▶ **WHAT IS ASKED**
Pull out every line of the material below that contains the string "dress", treating uppercase and lowercase as distinct.

* BEGIN DATA RECORDS *

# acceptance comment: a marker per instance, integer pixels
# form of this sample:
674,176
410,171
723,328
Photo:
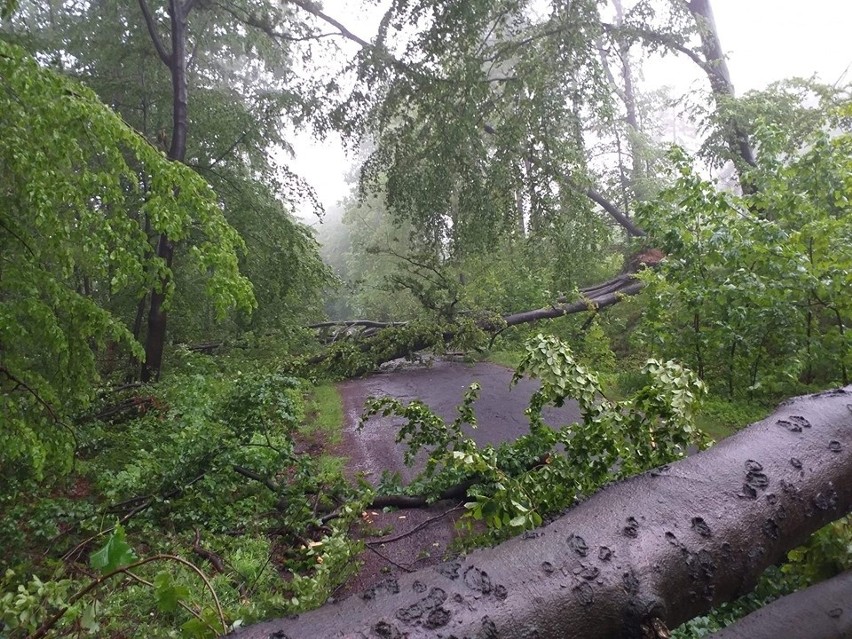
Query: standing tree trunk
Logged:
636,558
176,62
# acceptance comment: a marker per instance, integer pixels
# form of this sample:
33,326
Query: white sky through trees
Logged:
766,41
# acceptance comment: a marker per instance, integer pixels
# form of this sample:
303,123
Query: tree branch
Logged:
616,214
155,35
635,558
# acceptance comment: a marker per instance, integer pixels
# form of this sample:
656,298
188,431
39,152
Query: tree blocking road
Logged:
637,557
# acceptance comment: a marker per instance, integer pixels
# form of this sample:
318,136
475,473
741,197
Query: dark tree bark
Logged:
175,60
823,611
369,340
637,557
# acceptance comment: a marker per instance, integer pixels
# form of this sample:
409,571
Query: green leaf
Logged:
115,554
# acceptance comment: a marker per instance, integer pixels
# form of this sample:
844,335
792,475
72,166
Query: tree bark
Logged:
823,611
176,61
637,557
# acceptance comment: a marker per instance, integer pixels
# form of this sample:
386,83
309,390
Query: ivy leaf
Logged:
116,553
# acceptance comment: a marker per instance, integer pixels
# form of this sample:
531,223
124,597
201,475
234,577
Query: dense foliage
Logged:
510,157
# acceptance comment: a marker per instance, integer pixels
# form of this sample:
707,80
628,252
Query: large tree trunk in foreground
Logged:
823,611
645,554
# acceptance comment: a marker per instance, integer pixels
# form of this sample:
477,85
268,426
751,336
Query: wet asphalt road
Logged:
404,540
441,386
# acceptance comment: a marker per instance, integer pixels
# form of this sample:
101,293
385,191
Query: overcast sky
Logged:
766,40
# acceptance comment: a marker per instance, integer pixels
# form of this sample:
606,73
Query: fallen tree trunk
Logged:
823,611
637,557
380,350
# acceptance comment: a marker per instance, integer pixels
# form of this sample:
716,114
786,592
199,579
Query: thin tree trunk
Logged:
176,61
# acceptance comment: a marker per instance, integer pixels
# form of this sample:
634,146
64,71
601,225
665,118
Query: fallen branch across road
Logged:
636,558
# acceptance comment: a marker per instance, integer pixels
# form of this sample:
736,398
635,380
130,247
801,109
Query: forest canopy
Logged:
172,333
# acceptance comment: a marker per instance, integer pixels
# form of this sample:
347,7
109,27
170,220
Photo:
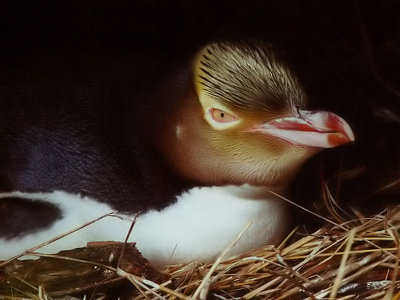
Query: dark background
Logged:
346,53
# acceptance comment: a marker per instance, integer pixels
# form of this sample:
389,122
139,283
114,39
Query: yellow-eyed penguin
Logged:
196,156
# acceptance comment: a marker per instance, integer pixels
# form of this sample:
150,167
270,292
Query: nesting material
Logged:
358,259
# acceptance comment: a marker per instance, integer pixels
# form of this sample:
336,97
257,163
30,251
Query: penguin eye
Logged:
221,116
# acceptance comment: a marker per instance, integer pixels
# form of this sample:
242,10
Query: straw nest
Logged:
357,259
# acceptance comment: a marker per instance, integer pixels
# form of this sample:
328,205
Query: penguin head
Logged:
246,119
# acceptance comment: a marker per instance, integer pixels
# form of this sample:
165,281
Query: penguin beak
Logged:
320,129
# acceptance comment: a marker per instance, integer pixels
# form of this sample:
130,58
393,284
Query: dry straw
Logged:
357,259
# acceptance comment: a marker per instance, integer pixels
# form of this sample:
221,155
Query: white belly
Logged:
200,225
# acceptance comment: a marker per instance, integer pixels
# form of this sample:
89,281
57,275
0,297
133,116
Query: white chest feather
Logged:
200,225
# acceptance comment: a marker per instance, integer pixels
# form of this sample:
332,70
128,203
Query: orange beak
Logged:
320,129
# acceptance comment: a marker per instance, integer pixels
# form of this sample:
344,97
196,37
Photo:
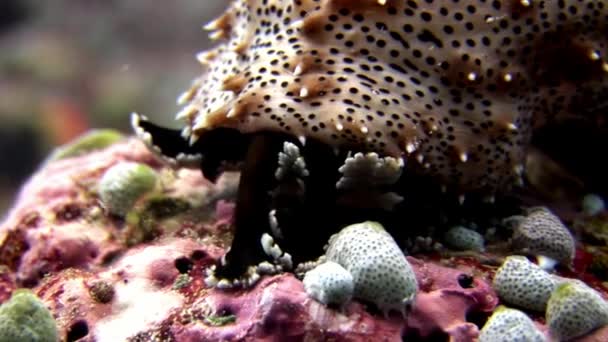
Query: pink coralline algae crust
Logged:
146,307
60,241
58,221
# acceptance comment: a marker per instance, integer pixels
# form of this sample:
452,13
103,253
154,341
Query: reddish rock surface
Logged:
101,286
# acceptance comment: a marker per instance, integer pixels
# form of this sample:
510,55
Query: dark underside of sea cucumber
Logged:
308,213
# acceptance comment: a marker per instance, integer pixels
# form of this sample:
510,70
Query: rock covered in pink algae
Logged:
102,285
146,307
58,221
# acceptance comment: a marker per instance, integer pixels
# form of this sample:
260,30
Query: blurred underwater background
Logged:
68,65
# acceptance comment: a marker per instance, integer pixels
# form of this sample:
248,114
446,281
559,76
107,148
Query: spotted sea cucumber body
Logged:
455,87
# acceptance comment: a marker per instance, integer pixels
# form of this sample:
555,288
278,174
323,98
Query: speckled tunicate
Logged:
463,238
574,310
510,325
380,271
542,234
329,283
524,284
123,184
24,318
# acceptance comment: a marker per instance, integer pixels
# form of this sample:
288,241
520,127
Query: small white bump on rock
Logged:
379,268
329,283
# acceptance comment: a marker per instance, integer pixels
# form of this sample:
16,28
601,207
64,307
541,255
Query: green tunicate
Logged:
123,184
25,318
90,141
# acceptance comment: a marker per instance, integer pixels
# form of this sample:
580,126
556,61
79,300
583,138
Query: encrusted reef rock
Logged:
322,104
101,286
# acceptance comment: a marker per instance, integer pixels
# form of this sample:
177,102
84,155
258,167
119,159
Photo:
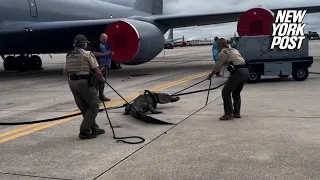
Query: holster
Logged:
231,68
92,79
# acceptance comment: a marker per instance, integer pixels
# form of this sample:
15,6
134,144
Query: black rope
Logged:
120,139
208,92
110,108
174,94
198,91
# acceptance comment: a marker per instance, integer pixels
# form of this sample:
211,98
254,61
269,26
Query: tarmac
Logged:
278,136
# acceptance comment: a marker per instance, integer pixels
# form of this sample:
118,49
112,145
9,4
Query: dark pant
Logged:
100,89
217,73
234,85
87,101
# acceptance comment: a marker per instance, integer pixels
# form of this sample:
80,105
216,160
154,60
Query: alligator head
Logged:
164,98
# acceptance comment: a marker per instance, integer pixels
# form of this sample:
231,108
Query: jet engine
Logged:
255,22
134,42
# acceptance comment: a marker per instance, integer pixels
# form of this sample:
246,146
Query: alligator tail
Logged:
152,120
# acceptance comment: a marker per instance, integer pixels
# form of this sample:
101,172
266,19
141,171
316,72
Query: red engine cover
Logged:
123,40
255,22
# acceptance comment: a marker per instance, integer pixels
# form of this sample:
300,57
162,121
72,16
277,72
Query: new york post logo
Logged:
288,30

* END DATA RECORDS *
* BEGIN DATA RECORDS *

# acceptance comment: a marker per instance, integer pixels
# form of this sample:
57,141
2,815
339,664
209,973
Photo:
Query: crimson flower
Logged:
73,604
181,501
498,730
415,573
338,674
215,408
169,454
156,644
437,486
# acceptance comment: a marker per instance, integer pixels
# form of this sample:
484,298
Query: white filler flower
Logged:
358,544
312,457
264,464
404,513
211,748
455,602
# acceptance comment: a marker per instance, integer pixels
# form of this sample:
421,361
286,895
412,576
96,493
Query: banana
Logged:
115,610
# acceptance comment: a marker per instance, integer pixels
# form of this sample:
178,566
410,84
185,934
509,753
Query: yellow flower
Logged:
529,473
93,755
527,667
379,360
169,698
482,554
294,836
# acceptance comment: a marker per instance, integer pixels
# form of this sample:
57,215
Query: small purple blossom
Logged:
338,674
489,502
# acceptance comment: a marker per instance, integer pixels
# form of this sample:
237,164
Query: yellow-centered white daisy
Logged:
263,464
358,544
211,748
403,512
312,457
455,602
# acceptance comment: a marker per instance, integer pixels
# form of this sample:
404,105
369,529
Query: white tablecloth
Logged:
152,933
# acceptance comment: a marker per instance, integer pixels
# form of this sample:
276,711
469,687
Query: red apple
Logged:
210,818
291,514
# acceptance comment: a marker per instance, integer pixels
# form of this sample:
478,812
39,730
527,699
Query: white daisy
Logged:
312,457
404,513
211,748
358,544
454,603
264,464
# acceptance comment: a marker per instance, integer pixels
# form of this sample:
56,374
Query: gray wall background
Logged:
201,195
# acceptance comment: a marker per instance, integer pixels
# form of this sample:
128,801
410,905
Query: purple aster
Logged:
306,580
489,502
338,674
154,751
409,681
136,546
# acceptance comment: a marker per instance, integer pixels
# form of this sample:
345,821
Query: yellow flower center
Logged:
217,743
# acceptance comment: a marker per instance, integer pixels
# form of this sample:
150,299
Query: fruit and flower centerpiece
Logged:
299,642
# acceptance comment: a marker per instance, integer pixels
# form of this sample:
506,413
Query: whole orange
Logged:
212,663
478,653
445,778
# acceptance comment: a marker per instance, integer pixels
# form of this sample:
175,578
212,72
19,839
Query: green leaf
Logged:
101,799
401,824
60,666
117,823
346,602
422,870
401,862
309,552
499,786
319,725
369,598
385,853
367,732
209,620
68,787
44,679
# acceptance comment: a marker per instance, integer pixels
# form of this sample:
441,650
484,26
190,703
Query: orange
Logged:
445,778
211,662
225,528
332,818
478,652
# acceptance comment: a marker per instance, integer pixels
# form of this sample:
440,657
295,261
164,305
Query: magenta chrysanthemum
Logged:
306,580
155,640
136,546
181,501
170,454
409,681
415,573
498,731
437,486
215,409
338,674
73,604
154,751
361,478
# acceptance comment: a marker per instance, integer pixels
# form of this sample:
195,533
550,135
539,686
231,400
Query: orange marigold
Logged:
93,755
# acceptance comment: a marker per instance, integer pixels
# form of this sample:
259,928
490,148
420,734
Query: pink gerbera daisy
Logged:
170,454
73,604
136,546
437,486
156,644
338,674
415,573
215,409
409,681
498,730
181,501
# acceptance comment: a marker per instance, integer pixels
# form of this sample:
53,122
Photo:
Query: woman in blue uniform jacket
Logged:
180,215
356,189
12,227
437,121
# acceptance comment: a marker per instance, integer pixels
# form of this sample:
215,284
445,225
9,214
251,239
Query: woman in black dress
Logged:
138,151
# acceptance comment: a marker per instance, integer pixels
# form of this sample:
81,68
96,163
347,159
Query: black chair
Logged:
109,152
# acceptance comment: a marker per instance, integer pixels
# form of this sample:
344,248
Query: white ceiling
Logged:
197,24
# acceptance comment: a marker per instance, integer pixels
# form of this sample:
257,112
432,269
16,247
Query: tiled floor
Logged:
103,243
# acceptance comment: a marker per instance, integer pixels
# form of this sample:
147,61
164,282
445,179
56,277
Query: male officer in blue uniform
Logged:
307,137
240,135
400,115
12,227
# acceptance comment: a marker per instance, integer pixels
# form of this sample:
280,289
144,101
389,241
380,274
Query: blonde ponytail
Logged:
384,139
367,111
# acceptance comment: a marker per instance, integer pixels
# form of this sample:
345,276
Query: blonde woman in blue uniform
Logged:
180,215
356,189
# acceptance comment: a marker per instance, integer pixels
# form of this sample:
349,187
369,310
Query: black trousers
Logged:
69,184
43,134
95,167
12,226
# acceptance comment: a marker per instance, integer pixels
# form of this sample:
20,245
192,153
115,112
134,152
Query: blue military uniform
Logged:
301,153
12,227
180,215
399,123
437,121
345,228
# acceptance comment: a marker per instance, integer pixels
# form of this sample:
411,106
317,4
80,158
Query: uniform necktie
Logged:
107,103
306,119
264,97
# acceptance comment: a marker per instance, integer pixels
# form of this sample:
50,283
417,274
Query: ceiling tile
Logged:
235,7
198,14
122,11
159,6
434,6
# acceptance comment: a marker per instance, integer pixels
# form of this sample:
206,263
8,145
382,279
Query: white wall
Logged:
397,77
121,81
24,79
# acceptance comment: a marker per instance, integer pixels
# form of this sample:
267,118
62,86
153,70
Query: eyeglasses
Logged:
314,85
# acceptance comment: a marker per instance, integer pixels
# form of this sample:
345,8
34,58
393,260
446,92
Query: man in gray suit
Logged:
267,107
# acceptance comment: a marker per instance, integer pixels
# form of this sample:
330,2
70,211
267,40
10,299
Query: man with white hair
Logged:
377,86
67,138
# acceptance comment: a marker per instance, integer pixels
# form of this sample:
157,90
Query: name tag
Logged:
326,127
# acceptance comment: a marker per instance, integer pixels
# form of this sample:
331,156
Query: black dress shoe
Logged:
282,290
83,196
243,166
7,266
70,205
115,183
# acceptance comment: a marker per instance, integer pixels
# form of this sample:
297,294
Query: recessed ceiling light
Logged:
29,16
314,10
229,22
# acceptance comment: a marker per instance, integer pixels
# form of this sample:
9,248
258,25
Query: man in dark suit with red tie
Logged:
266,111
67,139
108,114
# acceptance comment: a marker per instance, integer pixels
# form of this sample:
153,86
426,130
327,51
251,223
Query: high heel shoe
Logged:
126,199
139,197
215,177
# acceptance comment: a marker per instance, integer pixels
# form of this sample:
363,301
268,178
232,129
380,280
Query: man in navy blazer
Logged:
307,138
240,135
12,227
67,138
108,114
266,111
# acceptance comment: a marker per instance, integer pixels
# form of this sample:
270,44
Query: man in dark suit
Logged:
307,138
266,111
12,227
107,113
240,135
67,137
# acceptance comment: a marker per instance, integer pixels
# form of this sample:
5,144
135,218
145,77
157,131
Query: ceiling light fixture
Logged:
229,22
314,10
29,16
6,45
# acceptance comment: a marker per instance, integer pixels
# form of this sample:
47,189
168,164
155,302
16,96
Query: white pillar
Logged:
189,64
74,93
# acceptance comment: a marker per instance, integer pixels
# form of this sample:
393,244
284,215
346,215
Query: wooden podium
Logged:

* END DATA RECORDS *

▶ **CORRECT RESPONSE**
Query: woman in black dress
Query: black dress shoe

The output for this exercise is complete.